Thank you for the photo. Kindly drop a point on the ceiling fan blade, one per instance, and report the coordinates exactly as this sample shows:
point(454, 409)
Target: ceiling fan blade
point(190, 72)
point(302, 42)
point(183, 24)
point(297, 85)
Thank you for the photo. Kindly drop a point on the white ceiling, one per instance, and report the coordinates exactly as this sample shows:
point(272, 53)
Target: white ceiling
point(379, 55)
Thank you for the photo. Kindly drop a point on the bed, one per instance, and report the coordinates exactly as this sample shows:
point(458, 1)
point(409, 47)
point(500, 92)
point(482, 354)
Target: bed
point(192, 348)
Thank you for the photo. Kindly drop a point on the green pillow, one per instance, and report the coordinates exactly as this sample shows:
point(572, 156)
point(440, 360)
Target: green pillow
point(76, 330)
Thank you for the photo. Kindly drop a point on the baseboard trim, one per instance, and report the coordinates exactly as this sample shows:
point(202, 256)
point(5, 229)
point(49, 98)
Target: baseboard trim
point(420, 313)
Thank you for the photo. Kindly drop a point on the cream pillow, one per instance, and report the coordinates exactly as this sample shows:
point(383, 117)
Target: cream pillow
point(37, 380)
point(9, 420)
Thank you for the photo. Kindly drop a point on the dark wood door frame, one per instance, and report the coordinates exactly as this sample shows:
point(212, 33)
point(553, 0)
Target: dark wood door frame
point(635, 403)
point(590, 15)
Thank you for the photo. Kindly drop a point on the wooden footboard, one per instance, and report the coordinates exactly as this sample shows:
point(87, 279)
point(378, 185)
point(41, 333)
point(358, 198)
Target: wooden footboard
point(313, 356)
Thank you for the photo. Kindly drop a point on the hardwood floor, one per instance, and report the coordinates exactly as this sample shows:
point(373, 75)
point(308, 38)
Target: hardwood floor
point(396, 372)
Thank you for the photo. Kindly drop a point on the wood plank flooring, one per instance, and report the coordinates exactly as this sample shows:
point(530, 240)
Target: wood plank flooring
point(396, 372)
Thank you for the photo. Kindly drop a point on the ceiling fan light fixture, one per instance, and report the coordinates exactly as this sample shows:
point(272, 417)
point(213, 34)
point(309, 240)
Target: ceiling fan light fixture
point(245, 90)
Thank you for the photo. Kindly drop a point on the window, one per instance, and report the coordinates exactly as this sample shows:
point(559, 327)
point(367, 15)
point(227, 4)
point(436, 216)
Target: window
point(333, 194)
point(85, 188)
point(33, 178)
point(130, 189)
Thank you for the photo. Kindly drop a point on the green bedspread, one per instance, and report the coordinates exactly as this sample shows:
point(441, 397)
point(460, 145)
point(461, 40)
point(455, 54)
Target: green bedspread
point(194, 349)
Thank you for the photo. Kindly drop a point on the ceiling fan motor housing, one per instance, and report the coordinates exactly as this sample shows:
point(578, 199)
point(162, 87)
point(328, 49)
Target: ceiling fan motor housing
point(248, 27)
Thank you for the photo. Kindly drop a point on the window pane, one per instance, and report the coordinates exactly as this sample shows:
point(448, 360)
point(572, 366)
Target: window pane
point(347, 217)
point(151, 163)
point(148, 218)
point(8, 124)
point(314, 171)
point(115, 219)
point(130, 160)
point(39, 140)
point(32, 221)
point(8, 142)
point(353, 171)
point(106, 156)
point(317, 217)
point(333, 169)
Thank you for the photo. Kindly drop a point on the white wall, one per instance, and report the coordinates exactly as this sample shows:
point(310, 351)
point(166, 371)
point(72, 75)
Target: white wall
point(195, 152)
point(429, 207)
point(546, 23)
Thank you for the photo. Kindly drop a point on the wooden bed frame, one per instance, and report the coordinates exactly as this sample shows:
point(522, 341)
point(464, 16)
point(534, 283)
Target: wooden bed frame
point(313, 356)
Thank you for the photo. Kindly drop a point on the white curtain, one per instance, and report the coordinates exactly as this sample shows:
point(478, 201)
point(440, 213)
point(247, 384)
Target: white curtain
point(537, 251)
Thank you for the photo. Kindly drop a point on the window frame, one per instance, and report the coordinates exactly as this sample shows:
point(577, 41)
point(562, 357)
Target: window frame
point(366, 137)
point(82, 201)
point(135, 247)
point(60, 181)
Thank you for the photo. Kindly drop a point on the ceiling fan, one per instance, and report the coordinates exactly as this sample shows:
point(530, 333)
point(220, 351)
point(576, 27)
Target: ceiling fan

What is needed | Please make the answer a complete, exact reproduction of the records.

Solved problem |
Thank you for the photo. Kindly drop a point on the ceiling fan blade, one per instance, and report the coordinates exactly as this sample shows:
point(454, 409)
Target: ceiling fan blade
point(190, 72)
point(302, 42)
point(183, 24)
point(297, 85)
Thank you for the photo. Kindly drop a point on the white ceiling, one per instance, and report the coordinates exactly as this sample shows:
point(272, 53)
Target: white ceiling
point(379, 55)
Thank you for the photo. Kindly drop a point on the bed, one per instance, and report the coordinates exactly as this sample shows:
point(458, 1)
point(409, 47)
point(500, 92)
point(482, 354)
Target: bed
point(192, 348)
Thank you for the photo. Kindly drop a point on the green pillow, one per instance, and report the coordinates exactly as this sample shows:
point(572, 156)
point(440, 360)
Target: green pillow
point(76, 330)
Thank you for the photo. Kindly drop a point on the baseboard trim, one per instance, and report the coordinates exactly as this sample shows:
point(202, 256)
point(5, 229)
point(49, 98)
Target: baseboard trim
point(420, 313)
Thank you for the photo. Kindly drop a point on the cream pillow, one per instance, and report the coordinates exactly as this sample shows:
point(383, 117)
Target: cream pillow
point(37, 380)
point(9, 420)
Thank you for the photo. Kindly drop a point on the dark wood door frame, one per instance, and report the coordinates exactly as this sample shows:
point(212, 33)
point(553, 0)
Target: dark wood door frame
point(635, 403)
point(590, 15)
Thank you for the photo. Kindly drop a point on the wooden footboard, one per instance, and report the coordinates exactly as this sample shows:
point(87, 279)
point(378, 185)
point(41, 333)
point(358, 198)
Target: wooden footboard
point(313, 356)
Thank you for the photo. Kindly drop a point on the hardwood floor, one per instance, and report the coordinates exactly as this sample shows:
point(373, 75)
point(308, 38)
Target: hardwood floor
point(396, 372)
Thank you for the photo. Kindly drop a point on the wood plank flooring, one per instance, and report the coordinates exactly as this sample shows:
point(530, 240)
Target: wood plank flooring
point(396, 372)
Thank you for the photo. Kindly drop a point on the ceiling fan light fixture, one per instance, and report the coordinates exactly as this sample shows:
point(272, 417)
point(213, 34)
point(309, 240)
Target: ceiling fan light fixture
point(245, 90)
Thank you for the photo. Kindly drop a point on the window, one per instance, and report the coordinates exactly as this sample shows:
point(559, 327)
point(367, 15)
point(227, 4)
point(436, 216)
Target: window
point(333, 194)
point(85, 188)
point(33, 178)
point(130, 189)
Thank you for the photo. Kindly drop a point on the green bedspread, one per instance, and report the coordinates exactly as this sample shows:
point(441, 397)
point(460, 145)
point(461, 40)
point(455, 54)
Target: green bedspread
point(194, 349)
Thank you for the photo. Kindly drop a point on the ceiling fan motor housing, one per instance, and report the coordinates exactly as this sample shows:
point(578, 199)
point(162, 87)
point(328, 49)
Target: ceiling fan motor housing
point(248, 27)
Thank you for the photo. Kindly drop a point on the window pane, one per instance, and report the coordinates exactly as this sample shows:
point(448, 360)
point(572, 366)
Target: window pane
point(347, 217)
point(151, 163)
point(148, 218)
point(8, 124)
point(314, 171)
point(115, 219)
point(130, 160)
point(39, 140)
point(32, 221)
point(8, 142)
point(353, 171)
point(106, 156)
point(317, 217)
point(333, 169)
Thank you for the photo. Kindly drop a point on the white wall, one per instance, and report the coordinates exactly as this sample shows:
point(310, 351)
point(166, 371)
point(72, 75)
Target: white wall
point(195, 152)
point(429, 207)
point(546, 23)
Thank you for the photo. Kindly drop a point on the wooden bed frame, one per instance, and report the coordinates exactly as this sample shows:
point(522, 341)
point(464, 16)
point(534, 283)
Target: wooden bed frame
point(313, 356)
Thank you for the photo. Kindly drop a point on the white curtain, one per instance, and report the coordinates exactly as this sample shows:
point(478, 201)
point(440, 213)
point(247, 384)
Target: white curtain
point(537, 251)
Thank you for the photo. Kindly drop a point on the window frame, one per instance, and report the coordinates exactly as this sample shows:
point(577, 41)
point(562, 357)
Target: window frame
point(366, 137)
point(82, 201)
point(135, 247)
point(60, 181)
Thank you for the photo. Kindly drop a point on the ceiling fan, one per instance, and report the coordinates exactly as this sample shows:
point(530, 333)
point(220, 351)
point(576, 27)
Target: ceiling fan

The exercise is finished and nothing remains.